Directions
A. Answer the following questions using the chip package shielding passage.
(i) What profile does the top view of each conductive structure 108S have, as shown in FIG. 5?
(ii) What single structure surrounds semiconductor die 110A and functions as a shielding structure in the embodiment following FIG. 6?
(iii) In that embodiment, what is the range for the width of opening G?
B. Quote the chip package shielding passage word for word, starting with "In some embodiments, the semiconductor" and going on through "wave generated by the semiconductor die 110A.".
C. Extend the chip package shielding passage, beginning after its final sentence.

Excerpted text
:::

In some embodiments, the top view of each of the conductive structures 108S has an oval profile, as shown in FIG. 5. The conductive structures 108S together form a shielding structure. The shielding structure has multiple openings G that expose the space containing the semiconductor die 110A. Therefore, during a subsequent formation process of a protective layer, a portion of the protective layer could penetrate through the openings G to surround and protect the semiconductor die 110A. In some embodiments, the distance between any nearby conductive structures 108S and/or conductive walls 108S′ is in a range from about 10 μm to half the wavelength of the electromagnetic leave generated by the semiconductor die 110A.
Many variations and/or modifications can be made to embodiments of the disclosure. FIG. 6 is a top view of an intermediate stage of a process for forming a chip package, in accordance with some embodiments. In some embodiments, FIG. 6 shows the top view of the structure shown in FIG. 1B. For simplicity and clarity, only the shielding structure, the topmost insulating layer 104, and the semiconductor dies 110A and 110B are illustrated.
In some embodiments, the semiconductor die 110 A is surrounded by a single conductive wall 108S″ that functions as a shielding structure. The shielding structure has an openings G that expose the space containing the semiconductor die 110A. Therefore, during a subsequent formation process of a protective layer, a portion of the protective layer could penetrate through the openings G to surround and protect the semiconductor die 110A. In some embodiments, the width of the opening G is in a range from about 10 μm to half the wavelength of the electromagnetic wave generated by the semiconductor die 110A.
Many variations and/or modifications can be made to embodiments of the disclosure. FIG. 7 is a top view of an intermediate stage of a process for forming a chip package, in accordance with some embodiments. In some embodiments, FIG. 7 shows the top view of the structure shown in FIG. 1B. For simplicity and clarity, only the shielding structure, the topmost insulating layer 104, and the semiconductor dies 110A and 110B are illustrated.

:::

Portion of a data file:
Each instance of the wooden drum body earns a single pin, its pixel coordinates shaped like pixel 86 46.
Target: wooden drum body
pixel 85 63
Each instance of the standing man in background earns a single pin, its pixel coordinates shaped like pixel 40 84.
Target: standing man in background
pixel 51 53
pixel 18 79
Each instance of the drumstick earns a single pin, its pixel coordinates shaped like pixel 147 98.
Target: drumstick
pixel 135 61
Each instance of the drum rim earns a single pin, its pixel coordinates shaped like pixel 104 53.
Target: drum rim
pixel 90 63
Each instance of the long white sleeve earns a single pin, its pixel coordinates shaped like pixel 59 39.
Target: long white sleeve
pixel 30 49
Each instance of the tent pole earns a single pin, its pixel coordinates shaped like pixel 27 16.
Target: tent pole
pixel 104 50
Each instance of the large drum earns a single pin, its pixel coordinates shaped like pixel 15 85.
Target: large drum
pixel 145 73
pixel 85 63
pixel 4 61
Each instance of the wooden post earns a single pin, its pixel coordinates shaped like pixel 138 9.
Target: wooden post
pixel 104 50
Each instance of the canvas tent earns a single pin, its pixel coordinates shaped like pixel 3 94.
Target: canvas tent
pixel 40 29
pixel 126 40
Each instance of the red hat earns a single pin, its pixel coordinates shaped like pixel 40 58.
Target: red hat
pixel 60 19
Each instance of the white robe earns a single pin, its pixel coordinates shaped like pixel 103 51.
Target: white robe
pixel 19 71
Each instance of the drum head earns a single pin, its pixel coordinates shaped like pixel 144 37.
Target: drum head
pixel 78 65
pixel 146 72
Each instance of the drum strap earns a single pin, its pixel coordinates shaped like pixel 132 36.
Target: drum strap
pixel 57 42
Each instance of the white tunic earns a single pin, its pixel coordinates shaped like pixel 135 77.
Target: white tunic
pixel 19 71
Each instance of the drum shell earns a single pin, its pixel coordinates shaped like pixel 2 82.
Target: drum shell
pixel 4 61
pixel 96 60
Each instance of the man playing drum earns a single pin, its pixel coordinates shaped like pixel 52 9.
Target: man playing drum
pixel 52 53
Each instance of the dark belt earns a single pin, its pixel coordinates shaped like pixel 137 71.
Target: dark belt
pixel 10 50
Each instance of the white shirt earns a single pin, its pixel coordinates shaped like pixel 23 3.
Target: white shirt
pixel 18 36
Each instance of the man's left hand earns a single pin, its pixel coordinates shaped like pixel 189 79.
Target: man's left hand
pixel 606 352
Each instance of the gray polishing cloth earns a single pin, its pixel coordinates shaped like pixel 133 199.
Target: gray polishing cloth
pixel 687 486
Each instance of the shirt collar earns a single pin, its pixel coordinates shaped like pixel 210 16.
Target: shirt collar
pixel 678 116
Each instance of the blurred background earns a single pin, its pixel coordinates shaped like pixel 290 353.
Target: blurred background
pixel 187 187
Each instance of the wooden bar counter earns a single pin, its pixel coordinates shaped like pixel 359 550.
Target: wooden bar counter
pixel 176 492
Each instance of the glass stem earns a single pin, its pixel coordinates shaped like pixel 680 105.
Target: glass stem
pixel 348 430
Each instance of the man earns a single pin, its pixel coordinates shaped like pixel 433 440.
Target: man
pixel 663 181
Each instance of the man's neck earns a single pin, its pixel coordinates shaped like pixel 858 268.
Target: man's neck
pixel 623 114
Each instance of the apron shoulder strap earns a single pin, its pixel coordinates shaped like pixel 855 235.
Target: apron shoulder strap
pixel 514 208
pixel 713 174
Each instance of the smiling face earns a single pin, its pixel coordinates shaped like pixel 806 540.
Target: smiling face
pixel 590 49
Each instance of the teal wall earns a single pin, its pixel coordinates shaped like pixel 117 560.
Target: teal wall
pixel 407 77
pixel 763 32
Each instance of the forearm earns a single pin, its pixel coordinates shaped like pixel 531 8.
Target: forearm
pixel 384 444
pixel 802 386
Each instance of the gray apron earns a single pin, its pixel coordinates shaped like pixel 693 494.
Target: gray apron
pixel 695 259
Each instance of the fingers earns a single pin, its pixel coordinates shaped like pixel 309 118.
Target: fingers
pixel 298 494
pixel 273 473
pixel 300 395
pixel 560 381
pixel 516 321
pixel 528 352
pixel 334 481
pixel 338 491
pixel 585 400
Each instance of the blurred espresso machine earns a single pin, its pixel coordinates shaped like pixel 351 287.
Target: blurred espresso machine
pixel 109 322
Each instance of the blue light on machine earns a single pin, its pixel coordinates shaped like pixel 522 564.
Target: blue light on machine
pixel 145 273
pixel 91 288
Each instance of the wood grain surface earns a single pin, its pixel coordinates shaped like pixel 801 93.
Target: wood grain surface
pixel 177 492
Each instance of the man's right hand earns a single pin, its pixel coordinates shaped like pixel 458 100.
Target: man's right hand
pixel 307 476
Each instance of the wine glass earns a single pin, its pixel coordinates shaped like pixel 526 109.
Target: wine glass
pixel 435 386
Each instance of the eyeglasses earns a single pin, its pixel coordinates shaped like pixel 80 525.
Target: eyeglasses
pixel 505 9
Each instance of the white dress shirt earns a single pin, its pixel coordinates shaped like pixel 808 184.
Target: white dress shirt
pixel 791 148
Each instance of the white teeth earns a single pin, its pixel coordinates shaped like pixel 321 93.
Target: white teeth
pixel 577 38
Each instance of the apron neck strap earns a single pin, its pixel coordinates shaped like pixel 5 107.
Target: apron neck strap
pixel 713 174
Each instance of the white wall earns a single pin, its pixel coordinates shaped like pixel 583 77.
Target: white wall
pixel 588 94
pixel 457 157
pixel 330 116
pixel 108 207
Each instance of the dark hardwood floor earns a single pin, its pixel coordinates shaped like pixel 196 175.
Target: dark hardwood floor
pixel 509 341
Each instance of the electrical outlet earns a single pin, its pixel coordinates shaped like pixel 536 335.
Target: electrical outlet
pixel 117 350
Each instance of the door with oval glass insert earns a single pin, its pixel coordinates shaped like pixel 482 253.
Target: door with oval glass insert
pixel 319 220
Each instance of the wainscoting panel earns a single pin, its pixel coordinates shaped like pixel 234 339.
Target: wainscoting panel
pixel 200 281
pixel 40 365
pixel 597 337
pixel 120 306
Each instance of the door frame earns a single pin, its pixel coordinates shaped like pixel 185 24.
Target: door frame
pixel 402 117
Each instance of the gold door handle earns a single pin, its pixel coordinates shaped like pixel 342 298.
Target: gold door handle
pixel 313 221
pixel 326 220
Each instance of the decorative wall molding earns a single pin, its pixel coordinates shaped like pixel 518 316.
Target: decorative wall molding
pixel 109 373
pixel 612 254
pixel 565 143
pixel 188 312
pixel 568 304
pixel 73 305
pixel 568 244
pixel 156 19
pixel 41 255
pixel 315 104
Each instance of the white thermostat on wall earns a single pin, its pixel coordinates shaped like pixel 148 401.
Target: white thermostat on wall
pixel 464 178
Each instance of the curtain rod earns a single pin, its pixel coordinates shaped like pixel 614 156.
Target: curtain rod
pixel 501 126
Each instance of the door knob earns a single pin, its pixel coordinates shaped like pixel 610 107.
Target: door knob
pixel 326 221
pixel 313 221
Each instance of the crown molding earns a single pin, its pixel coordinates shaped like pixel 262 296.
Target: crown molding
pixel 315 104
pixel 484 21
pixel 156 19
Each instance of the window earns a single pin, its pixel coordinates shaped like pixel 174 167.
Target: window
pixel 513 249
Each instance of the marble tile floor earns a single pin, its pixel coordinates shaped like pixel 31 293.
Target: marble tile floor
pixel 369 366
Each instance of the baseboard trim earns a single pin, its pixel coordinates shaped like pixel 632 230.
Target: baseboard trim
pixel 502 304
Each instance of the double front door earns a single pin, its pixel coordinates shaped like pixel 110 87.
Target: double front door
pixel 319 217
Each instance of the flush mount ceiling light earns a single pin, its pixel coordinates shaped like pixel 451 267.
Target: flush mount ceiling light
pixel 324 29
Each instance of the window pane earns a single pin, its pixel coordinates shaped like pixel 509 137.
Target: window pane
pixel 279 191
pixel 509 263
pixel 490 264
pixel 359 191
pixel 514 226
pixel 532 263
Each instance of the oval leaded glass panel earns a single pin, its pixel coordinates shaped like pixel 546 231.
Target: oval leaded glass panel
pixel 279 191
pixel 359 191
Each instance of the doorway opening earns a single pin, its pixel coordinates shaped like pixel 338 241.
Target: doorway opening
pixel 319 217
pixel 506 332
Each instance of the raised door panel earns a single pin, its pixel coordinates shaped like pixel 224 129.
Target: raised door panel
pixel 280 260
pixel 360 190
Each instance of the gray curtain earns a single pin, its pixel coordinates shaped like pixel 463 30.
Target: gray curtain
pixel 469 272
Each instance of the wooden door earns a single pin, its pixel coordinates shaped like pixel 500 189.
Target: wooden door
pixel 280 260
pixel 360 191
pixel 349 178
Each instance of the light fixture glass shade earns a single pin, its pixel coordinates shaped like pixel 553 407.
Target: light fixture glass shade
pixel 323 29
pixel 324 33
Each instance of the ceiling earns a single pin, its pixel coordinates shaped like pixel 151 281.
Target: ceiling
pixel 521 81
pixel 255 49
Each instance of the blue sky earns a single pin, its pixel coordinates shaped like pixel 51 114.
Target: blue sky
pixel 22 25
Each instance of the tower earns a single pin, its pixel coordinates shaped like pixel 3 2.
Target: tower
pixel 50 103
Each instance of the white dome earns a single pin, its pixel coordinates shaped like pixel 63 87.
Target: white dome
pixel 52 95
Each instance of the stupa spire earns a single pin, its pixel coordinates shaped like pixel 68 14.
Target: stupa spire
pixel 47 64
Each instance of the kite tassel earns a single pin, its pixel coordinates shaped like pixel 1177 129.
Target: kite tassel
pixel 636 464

:::

Results by task
A.
(i) An oval profile.
(ii) A single conductive wall 108S″.
(iii) From about 10 μm to half the wavelength of the electromagnetic wave generated by semiconductor die 110A.

B.
In some embodiments, the semiconductor die 110 A is surrounded by a single conductive wall 108S″ that functions as a shielding structure. The shielding structure has an openings G that expose the space containing the semiconductor die 110A. Therefore, during a subsequent formation process of a protective layer, a portion of the protective layer could penetrate through the openings G to surround and protect the semiconductor die 110A. In some embodiments, the width of the opening G is in a range from about 10 μm to half the wavelength of the electromagnetic wave generated by the semiconductor die 110A.

C.
In some embodiments, the top view of each of the conductive structures 108S has an oval profile, as shown in FIG. 7. In some embodiments, the long axis of one or each of the conductive structures 108S extends along a direction that is substantially parallel to the extending direction of the corresponding side of the semiconductor die 110A, as shown in FIG. 7.
The conductive, structures 108S together form a shielding structure. The shielding structure has multiple openings G that expose the space containing the semiconductor die 110A. Therefore, during a subsequent formation process of a protective layer, a portion of the protective layer could penetrate through the openings G to surround and protect the semiconductor die 110A. In some embodiments, a distance between any nearby conductive structures 108S and/or conductive walls 108S′ is in a range from about 10 μm to half the wavelength of the electromagnetic wave generated by the semiconductor die 110A.
In some embodiments, as mentioned above, the shielding structure and the shielding element 208 are electrically connected to each other. Therefore, the shielding structure (including the conductive structures 108S and/or the conductive walls 108S′) and the shielding element 208 may together reduce or prevent the electromagnetic interference (EMI) effect caused by the semiconductor die 110A. Many variations and/or modifications can be made to the shielding element 208, in accordance with some embodiments. For example, the top view of the shielding element 208 has many variations.
FIG. 14 is a top view of a shielding element of a chip package, in accordance with some embodiments. In some embodiments, FIG. 14 shows the top view of the shielding element 208 shown in FIG. 1D. In some embodiments, the shielding element 208 is a conductive plate. In some embodiments, the conductive plate has no opening or through-hole. In some embodiments, the shielding element 208 covers the shielding structure (including the conductive structures 108S and/or the conductive walls 108S′) and the semiconductor die 110A.
Many variations and/or modifications can be made to embodiments of the disclosure. FIG. 15 is a top view of a shielding element of a chip package, in accordance with some embodiments. In some embodiments, the shielding element 208 is a conductive mesh with many through-holes G′. In some embodiments, each of the through-holes G′ is designed to have a width W3 that is in a range from about 10 μm to half the wavelength of the electromagnetic Nave generated by the semiconductor die 110A. Therefore, the shielding efficiency of the shielding element 208 is ensured.
In some other embodiments, the shielding element 208 includes a combination of a conductive plate and a conductive mesh. For example, a portion of the shielding element 208 is a conductive plate without through-holes G′, and another portion of the shielding element 208 is a conductive mesh with through-holes G′.
Referring to FIG. 1E, a protective layer 118 is formed to surround the semiconductor dies 110A and 110B and the conductive structures 108S and 108, in accordance with some embodiments. In some embodiments, the protective layer 118 penetrates through the openings G (as shown in FIG. 3, 4, 5. 6, or 7) between the conductive structures 108S to surround the semiconductor die 110A. In some embodiments, the protective layer 118 is in direct contact with the conductive structures 108 and 108S. In some embodiments, the protective layer 118 is in direct contact with the semiconductor dies 110A and 110B. In some embodiments, a portion of the protective layer 118 is between the semiconductor die 110A and the shielding element 208.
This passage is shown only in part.